> Written instruction: Copy everything from the line containing "Identify the leafy" down to the line containing "[380,219,398,242]", changing "motion tracker" to "object tracker" and leaving the rest unchanged. Give only those lines.

________________________

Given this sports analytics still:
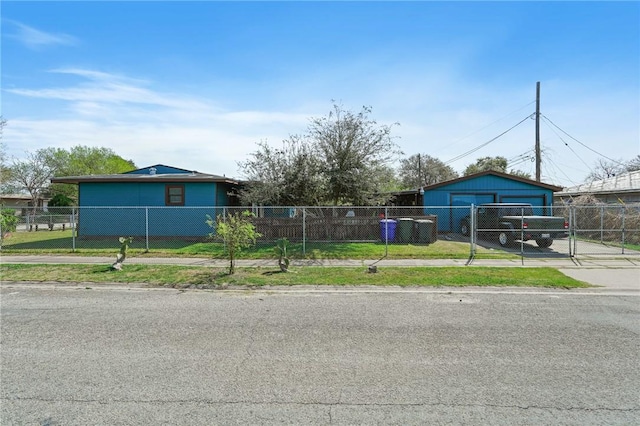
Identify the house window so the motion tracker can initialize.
[165,185,184,206]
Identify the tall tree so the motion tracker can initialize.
[239,104,399,205]
[464,156,507,176]
[398,154,458,189]
[625,155,640,172]
[308,103,400,205]
[38,145,136,199]
[238,135,324,206]
[585,158,633,182]
[10,151,54,214]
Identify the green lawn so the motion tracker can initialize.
[2,230,517,259]
[0,264,589,288]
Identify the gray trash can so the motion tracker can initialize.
[396,217,415,243]
[416,219,433,244]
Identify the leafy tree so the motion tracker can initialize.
[625,155,640,172]
[464,156,507,176]
[585,158,633,182]
[47,194,74,214]
[398,154,458,189]
[509,169,531,179]
[10,151,53,214]
[0,209,18,243]
[239,104,399,206]
[308,103,400,205]
[39,145,136,199]
[206,210,262,275]
[240,136,323,206]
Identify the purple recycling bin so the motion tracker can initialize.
[380,219,398,242]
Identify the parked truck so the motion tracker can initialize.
[460,203,569,248]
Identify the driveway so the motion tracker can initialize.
[445,234,640,259]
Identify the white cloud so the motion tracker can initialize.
[5,20,79,49]
[4,68,640,185]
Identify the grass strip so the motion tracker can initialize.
[0,264,589,288]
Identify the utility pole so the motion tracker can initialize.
[536,82,542,182]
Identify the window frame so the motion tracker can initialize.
[164,183,185,206]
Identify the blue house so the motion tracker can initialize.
[422,171,562,232]
[51,164,240,237]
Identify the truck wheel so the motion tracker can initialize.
[498,231,513,247]
[536,238,553,248]
[460,220,471,237]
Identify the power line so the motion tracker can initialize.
[444,114,533,165]
[543,116,593,172]
[432,100,536,155]
[541,114,624,167]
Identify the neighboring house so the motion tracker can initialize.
[554,170,640,204]
[51,164,240,237]
[0,194,49,215]
[409,171,562,232]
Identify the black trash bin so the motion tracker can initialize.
[416,219,433,244]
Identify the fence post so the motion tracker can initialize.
[302,207,307,256]
[384,206,389,257]
[600,206,604,244]
[71,207,76,252]
[144,207,149,253]
[569,206,578,257]
[620,206,626,254]
[469,203,478,258]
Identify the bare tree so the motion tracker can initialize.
[398,154,458,189]
[10,151,54,215]
[585,158,626,182]
[238,104,399,206]
[308,103,401,205]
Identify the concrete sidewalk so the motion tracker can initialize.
[0,255,640,291]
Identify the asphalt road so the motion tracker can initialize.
[0,285,640,425]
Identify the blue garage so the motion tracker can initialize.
[422,171,562,232]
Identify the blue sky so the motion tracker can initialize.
[0,1,640,186]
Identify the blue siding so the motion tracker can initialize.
[78,182,227,237]
[423,175,553,232]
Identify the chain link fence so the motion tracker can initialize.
[2,205,640,257]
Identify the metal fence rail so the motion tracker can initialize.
[2,205,640,256]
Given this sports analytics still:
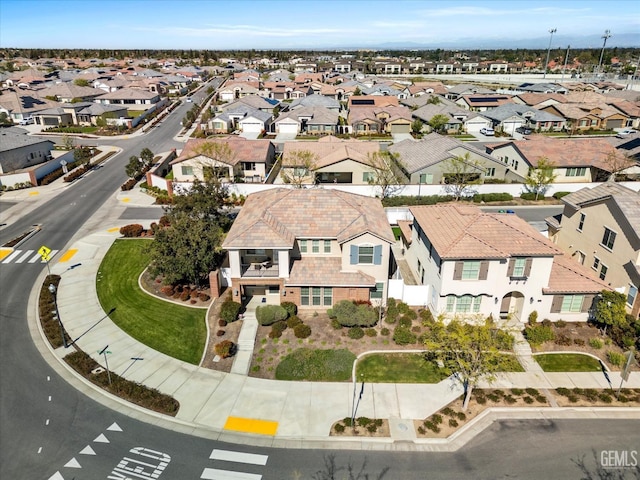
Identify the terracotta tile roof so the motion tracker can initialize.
[562,182,640,239]
[285,257,376,287]
[170,136,271,165]
[223,188,395,248]
[542,254,611,294]
[282,135,380,168]
[513,135,616,171]
[409,204,562,259]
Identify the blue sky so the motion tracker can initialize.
[0,0,640,50]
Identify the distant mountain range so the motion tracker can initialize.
[322,30,640,50]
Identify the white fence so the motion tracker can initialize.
[173,182,640,201]
[389,280,429,307]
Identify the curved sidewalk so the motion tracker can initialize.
[35,225,640,451]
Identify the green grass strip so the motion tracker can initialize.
[356,353,449,383]
[276,348,356,382]
[96,240,207,365]
[533,353,601,372]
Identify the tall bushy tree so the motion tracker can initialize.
[150,178,230,286]
[524,157,558,200]
[425,318,513,408]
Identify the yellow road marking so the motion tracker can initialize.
[58,248,78,262]
[224,417,278,435]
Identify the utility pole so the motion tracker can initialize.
[542,28,558,79]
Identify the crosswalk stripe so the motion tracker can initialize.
[16,250,33,263]
[200,468,262,480]
[209,448,269,465]
[2,250,22,263]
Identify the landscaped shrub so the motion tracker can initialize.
[607,350,624,367]
[280,302,298,317]
[120,223,144,238]
[555,335,572,347]
[256,305,289,326]
[393,326,418,345]
[332,300,378,327]
[348,327,364,340]
[523,325,556,346]
[220,300,241,322]
[589,338,604,350]
[287,313,302,328]
[214,340,237,358]
[293,323,311,338]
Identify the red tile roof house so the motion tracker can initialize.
[487,139,634,183]
[405,204,609,323]
[222,188,394,309]
[170,136,275,183]
[282,135,380,185]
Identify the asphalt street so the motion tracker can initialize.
[0,79,640,480]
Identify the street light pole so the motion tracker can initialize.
[47,284,69,348]
[560,45,571,83]
[542,28,558,79]
[598,30,611,74]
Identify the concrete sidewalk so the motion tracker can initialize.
[30,227,640,451]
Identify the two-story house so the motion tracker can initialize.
[222,188,394,309]
[170,140,275,183]
[405,204,607,322]
[547,182,640,317]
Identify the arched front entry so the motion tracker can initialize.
[500,292,524,322]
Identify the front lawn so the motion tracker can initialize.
[356,353,449,383]
[96,240,207,365]
[276,348,356,382]
[533,353,602,372]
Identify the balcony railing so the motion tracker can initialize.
[241,262,280,278]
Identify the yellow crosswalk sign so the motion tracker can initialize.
[38,245,51,262]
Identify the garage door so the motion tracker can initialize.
[278,123,298,133]
[391,125,411,133]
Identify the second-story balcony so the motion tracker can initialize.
[241,262,280,278]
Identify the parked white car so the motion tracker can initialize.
[616,128,636,138]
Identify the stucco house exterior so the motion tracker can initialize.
[170,140,275,183]
[404,204,608,323]
[222,188,395,309]
[547,182,640,318]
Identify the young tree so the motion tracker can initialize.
[140,147,154,167]
[524,157,558,200]
[124,155,142,178]
[411,118,424,135]
[280,150,318,188]
[593,290,627,333]
[425,318,514,409]
[429,113,449,132]
[367,150,408,198]
[440,152,485,201]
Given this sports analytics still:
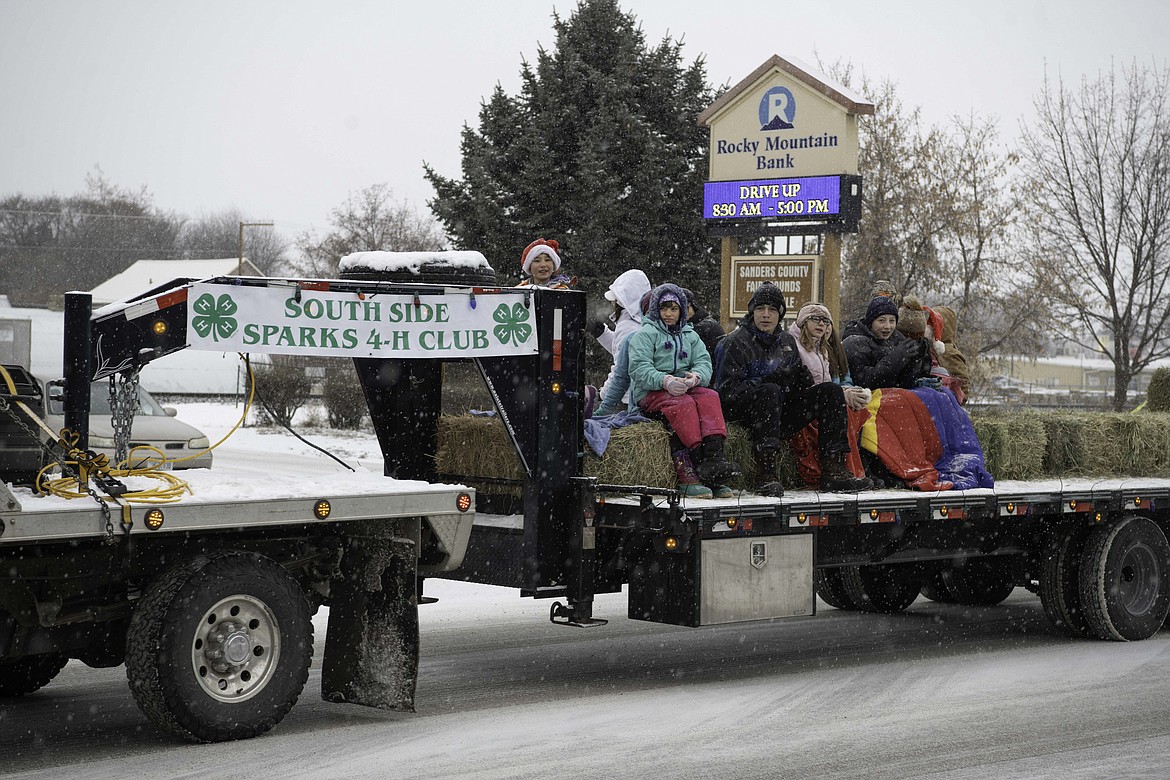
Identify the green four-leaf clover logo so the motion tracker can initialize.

________________________

> The reply:
Identify the leafy tree so the object tracker can initialize.
[625,155,640,172]
[464,156,507,176]
[585,158,633,182]
[47,194,74,214]
[398,154,458,189]
[509,169,531,179]
[10,151,53,214]
[0,209,18,243]
[239,104,399,206]
[308,103,400,205]
[39,145,136,199]
[206,210,262,275]
[240,136,323,206]
Identify the purple recycling bin so the object tracker can initialize.
[380,219,398,242]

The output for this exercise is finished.